What you are asked to do
In the records below, find the line containing "Target: distant tree" and the line containing "Exercise. Find the white cloud"; please repeat exactly the lines from one to the other, both included, and nothing more.

Input records
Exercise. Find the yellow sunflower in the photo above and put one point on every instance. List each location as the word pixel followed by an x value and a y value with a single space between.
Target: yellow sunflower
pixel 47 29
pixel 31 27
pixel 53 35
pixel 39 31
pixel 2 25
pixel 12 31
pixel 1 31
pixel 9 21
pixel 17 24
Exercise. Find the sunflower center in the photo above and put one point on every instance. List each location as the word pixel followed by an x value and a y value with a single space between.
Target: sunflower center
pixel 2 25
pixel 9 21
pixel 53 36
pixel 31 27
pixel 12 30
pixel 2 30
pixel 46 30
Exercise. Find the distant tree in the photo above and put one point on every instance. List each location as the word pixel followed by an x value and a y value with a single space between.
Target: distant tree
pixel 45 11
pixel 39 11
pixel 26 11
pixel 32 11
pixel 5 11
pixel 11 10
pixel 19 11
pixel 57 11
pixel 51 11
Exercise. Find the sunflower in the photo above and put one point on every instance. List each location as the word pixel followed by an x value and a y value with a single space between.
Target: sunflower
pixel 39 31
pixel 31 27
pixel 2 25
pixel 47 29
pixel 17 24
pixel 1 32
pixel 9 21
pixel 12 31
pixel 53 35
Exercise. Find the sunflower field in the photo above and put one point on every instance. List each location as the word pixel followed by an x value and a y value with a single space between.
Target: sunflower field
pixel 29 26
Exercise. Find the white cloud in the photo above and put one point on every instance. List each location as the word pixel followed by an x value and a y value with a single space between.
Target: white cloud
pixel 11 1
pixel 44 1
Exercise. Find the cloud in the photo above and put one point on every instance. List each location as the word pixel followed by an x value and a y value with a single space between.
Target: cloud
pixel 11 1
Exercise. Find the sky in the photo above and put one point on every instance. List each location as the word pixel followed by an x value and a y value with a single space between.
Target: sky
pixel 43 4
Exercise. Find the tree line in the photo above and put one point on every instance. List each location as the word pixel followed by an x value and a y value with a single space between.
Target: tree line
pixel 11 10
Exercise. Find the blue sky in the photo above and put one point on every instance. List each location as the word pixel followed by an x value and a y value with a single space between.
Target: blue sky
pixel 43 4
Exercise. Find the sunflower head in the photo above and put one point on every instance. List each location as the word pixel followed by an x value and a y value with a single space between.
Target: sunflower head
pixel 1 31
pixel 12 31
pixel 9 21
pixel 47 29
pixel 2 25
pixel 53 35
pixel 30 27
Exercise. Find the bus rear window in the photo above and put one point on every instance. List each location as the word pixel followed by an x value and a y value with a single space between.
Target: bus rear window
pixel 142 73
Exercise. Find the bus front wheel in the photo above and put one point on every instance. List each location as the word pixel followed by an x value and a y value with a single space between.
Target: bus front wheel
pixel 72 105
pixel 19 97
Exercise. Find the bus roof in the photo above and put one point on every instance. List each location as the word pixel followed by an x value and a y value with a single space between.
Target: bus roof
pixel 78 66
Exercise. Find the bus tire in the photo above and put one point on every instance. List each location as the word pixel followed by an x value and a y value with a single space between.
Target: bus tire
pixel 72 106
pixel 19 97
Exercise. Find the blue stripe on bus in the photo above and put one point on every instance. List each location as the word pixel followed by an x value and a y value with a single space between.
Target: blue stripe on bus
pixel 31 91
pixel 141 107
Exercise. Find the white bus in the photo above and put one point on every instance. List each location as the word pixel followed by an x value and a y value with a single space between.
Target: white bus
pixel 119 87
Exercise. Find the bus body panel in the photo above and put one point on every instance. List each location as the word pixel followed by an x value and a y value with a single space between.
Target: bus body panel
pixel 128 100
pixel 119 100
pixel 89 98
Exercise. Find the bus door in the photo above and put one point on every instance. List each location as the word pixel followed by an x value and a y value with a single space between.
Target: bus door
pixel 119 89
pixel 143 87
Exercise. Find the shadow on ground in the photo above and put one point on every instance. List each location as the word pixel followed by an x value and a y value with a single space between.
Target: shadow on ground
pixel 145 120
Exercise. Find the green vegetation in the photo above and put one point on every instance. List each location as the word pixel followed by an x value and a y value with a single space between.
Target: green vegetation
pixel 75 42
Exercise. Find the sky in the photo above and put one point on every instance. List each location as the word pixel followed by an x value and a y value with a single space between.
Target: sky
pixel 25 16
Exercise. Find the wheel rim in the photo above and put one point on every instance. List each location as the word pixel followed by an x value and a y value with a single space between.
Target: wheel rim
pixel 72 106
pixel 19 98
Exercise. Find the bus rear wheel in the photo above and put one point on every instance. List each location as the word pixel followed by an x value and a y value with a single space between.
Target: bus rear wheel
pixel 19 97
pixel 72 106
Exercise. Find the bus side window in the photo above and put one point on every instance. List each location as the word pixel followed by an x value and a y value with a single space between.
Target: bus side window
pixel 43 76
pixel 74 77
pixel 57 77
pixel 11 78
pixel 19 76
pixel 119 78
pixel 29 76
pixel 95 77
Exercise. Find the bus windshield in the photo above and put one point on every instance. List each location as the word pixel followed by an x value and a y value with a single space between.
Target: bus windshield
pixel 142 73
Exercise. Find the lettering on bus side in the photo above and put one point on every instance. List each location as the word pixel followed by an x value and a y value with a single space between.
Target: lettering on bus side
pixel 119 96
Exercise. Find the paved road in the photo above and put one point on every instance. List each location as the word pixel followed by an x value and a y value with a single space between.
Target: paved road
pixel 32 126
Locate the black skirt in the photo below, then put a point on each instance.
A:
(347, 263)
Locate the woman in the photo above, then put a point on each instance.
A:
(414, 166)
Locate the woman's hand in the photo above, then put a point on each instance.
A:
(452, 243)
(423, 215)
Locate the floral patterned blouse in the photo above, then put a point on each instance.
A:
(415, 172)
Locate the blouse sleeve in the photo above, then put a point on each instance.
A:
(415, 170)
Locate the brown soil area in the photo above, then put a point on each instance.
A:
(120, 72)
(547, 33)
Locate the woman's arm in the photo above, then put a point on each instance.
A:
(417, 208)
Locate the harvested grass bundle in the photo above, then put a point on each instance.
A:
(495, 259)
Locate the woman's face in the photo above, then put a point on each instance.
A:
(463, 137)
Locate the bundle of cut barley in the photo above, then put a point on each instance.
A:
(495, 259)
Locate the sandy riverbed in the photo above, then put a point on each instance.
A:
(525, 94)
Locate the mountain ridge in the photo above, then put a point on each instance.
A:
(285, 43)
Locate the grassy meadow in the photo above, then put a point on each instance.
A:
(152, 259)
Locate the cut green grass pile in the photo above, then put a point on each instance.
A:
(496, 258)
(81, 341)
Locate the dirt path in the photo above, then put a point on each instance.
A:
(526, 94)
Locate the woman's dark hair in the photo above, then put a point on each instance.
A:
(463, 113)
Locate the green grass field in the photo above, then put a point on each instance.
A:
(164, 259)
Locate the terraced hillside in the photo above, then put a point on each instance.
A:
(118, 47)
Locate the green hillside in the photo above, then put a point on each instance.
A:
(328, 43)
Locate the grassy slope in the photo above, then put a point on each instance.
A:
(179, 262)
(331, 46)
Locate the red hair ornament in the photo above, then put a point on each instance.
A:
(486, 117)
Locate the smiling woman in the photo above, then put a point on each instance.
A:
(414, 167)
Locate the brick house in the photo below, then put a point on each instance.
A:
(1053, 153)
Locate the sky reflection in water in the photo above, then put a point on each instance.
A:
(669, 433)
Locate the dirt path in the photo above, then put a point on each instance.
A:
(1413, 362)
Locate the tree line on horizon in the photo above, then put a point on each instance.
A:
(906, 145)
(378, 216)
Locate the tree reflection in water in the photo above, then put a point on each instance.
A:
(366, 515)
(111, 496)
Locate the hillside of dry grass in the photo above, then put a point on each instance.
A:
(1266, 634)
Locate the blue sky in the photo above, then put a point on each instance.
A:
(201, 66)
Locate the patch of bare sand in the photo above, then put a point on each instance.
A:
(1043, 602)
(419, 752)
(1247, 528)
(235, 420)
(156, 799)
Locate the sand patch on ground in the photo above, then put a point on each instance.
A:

Exercise output
Target: distant tree
pixel 45 11
pixel 39 11
pixel 26 11
pixel 32 11
pixel 5 11
pixel 11 10
pixel 19 11
pixel 57 11
pixel 51 11
Exercise. Find the sunflower in the photo above and put one point on every instance. List each location as the word pixel followed by an x value and a y value with a single space between.
Target: sunflower
pixel 39 31
pixel 31 27
pixel 2 25
pixel 47 29
pixel 17 24
pixel 1 32
pixel 9 21
pixel 12 31
pixel 53 35
Exercise. Find the sunflower field in the photo above and put one point on every instance. List each location as the word pixel followed by an x value and a y value with a single space between.
Target: sunflower field
pixel 29 26
Exercise. Find the white cloud in the photo above and put one point on every instance. List each location as the word pixel followed by an x value and a y value with a single space between.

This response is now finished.